Information provided section start

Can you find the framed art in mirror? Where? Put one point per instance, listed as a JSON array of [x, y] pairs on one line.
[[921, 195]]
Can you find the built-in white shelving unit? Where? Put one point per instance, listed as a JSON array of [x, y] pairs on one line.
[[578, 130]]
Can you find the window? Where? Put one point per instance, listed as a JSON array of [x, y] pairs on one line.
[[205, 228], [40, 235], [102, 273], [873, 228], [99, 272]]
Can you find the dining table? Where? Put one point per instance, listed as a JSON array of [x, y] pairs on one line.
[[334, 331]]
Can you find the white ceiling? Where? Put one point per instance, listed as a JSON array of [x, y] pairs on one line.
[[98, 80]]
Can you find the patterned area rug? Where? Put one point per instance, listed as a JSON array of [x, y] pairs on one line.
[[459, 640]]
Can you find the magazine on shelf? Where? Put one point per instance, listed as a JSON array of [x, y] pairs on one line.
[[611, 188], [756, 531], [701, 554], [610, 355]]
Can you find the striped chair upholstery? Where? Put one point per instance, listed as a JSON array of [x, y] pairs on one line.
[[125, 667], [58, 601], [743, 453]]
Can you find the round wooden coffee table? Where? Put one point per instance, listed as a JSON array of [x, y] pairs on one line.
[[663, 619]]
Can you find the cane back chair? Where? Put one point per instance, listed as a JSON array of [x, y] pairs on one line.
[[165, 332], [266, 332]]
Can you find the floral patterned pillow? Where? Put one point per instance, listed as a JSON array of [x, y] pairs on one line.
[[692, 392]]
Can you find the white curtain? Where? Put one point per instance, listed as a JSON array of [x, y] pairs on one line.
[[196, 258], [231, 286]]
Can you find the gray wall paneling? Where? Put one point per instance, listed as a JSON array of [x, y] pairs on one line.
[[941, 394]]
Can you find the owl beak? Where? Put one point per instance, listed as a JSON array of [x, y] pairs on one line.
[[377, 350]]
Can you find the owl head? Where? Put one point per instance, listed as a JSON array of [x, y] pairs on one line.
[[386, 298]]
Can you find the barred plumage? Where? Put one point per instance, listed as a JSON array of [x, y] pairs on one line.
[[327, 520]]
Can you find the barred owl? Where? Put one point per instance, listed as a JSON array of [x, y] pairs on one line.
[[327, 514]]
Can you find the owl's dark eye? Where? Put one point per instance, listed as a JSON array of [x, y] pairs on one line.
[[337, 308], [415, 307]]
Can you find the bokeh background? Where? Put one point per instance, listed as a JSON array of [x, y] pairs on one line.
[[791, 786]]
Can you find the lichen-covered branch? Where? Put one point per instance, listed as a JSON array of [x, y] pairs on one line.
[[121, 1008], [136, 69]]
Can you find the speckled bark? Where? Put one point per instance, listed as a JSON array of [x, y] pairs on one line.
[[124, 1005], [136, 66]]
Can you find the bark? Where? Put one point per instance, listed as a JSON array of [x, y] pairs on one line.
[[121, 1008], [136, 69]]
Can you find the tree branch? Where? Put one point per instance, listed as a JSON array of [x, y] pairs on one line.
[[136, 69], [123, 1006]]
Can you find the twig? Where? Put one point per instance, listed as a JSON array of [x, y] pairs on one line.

Information provided section end

_Action item_
Each record above is to be reproduced verbatim.

_Exercise output_
Can you find the framed art in mirror? Where? Put one point per instance, listed as a JSON array of [x, y] pairs on one line.
[[921, 195]]
Can you find the built-in white shelving unit? Where? Put one point per instance, listed as a JSON array of [x, y] pairs on one line.
[[578, 130]]
Can you find the window? Where? Put one point per instance, listed as a JSON array of [x, y] pairs on one line.
[[205, 228], [40, 235], [102, 273], [873, 228], [99, 272]]
Can you find the dining table? Where? Put one point per instance, listed as a JSON array of [x, y] pairs on one line.
[[334, 331]]
Can you find the white ceiling? Where? Put one point per instance, listed as a JSON array of [x, y] pairs on one line.
[[98, 80]]
Can you find the patterned area rug? Where? Put one point per instance, listed as a JSON array of [x, y] pairs on one line.
[[459, 640]]
Can you find the magazine on shelf? Where? Put one point per instance, listed as a JSON array of [x, y] pairs on one line.
[[611, 188], [756, 531], [701, 554], [610, 355]]
Can you find the striped chair upholstery? Where? Put one point per instance, listed as a JSON array of [x, y] pairs on one line.
[[125, 667], [58, 601], [743, 453]]
Can you find the round wooden coffee table? Where? Put one point per instance, listed as a JSON array of [x, y] pairs on one line.
[[663, 619]]
Can you find the cane back chair? Where? Put one point per instance, listed as a JSON array of [x, y] pairs on one line.
[[165, 332], [266, 332]]
Can you find the floral patterned pillow? Where? Put one point per instance, listed as a JSON array of [x, y] pairs on one line.
[[692, 392]]
Can you find the white curtain? Where? Put one point per instance, listed as a JSON array of [x, y] pairs on one line.
[[196, 258], [231, 286]]
Can you find the gray wall paneling? Where? Put one point per instance, listed as a JSON array of [x, y] pairs on one line.
[[941, 394]]
Can you find the owl beak? Where? Put one point per instance, listed as a JSON array of [x, y] pairs on one line.
[[377, 350]]
Can you find the owl head? Where? Put one point per instance, listed as a JSON array of [x, y] pairs on one line.
[[386, 298]]
Can you find the barred plumage? Where? Put one point per instance, listed as a JSON array of [x, y] pairs on one line.
[[327, 520]]
Can you find the barred owl? Where? Put one point per instance, listed as a JSON array of [x, y] pairs on one line.
[[327, 514]]
Can you find the owl's dark eye? Where? Put one point per instance, listed as a JSON array of [x, y] pairs on one line.
[[337, 308], [415, 307]]
Can you find the bokeh background? Where? Put one point per instance, listed as a JSON array of [x, y] pairs on one line.
[[791, 786]]
Can you find the lichen-covered branch? Where? Put one point per instance, listed as a JSON array of [x, y] pairs on one line.
[[121, 1008], [136, 69]]
Can you find the speckled bark? Where? Put one point per instance, listed as a JSON array of [x, y] pairs on one line.
[[124, 1005], [136, 66]]
Can you find the bark? Where? Put one point per instance, listed as a JSON array of [x, y] pairs on one line.
[[121, 1008], [136, 69]]
Can you find the tree branch? Where? Put one point per instance, listed as a JSON array of [x, y] pairs on one line.
[[136, 69], [123, 1006]]
Can you find the twig? Where? Put one point per instance, listed as a JSON array of [x, y] pairs on one line.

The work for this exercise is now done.